### Recorded data ###

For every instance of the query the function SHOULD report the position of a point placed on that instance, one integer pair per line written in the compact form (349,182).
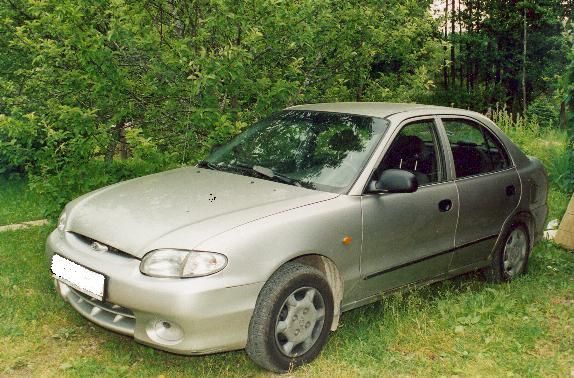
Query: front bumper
(210,316)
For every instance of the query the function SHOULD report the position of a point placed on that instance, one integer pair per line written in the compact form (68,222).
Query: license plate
(83,279)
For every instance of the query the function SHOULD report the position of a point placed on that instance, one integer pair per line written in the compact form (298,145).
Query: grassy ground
(17,204)
(461,327)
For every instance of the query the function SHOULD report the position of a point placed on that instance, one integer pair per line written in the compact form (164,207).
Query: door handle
(445,205)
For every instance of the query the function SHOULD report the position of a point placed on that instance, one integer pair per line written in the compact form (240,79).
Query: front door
(408,237)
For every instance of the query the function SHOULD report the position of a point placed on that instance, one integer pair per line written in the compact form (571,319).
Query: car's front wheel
(292,318)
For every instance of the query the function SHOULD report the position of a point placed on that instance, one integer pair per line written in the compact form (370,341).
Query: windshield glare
(317,150)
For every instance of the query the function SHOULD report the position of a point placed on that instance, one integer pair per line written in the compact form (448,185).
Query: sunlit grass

###

◆ Task description
Could you recast every line of the records above as a Markdown table with the columns Row and Line, numbering each row, skipping blank lines and leaving the pictures out?

◆ Output of the task
| Row | Line |
|---|---|
| 1 | For every instance of the query the function SHOULD report the position of a point placed on that instance, one integer pair per line written in the compact form (349,182). |
| 2 | Query: front bumper |
| 3 | (210,316) |
| 4 | For every instance of the query the function SHOULD report the position of a point placed on that instance, one integer pair per line written in the compact form (68,222). |
| 5 | Query: license plate |
| 6 | (83,279) |
| 7 | For every instance of the query the function SHOULD report the position of a point placed on that instance, one integer pair per line written in the compact form (298,145). |
| 8 | Query: grassy ground |
| 9 | (17,204) |
| 10 | (461,327) |
| 11 | For every instance of the query the function SHOULD report the position of a point placed on that instance, one integer pair per line written in the compact form (164,207). |
| 12 | Query: door handle |
| 13 | (445,205) |
| 14 | For every instance of the query the function SHOULD report the position of a point placed on that instance, one integer pair per line written in the compact form (240,79). |
| 15 | Query: front door |
| 16 | (408,237) |
| 17 | For every instance of the query the function SHOULD report the position of a point placed on that instance, one integer pair per line written in the compact form (571,319). |
| 18 | Query: car's front wheel |
| 19 | (292,318) |
| 20 | For every instance of the query the function SHOULD report the position of a point placed on that instance, one integer pair per line written in the compact form (370,341). |
| 21 | Query: windshield glare |
| 22 | (317,150) |
| 23 | For every instance of the query the function SHOULD report the position of a point placed on that instance, one integer pair per line written in the compact form (448,185). |
| 24 | Query: sunlit grass |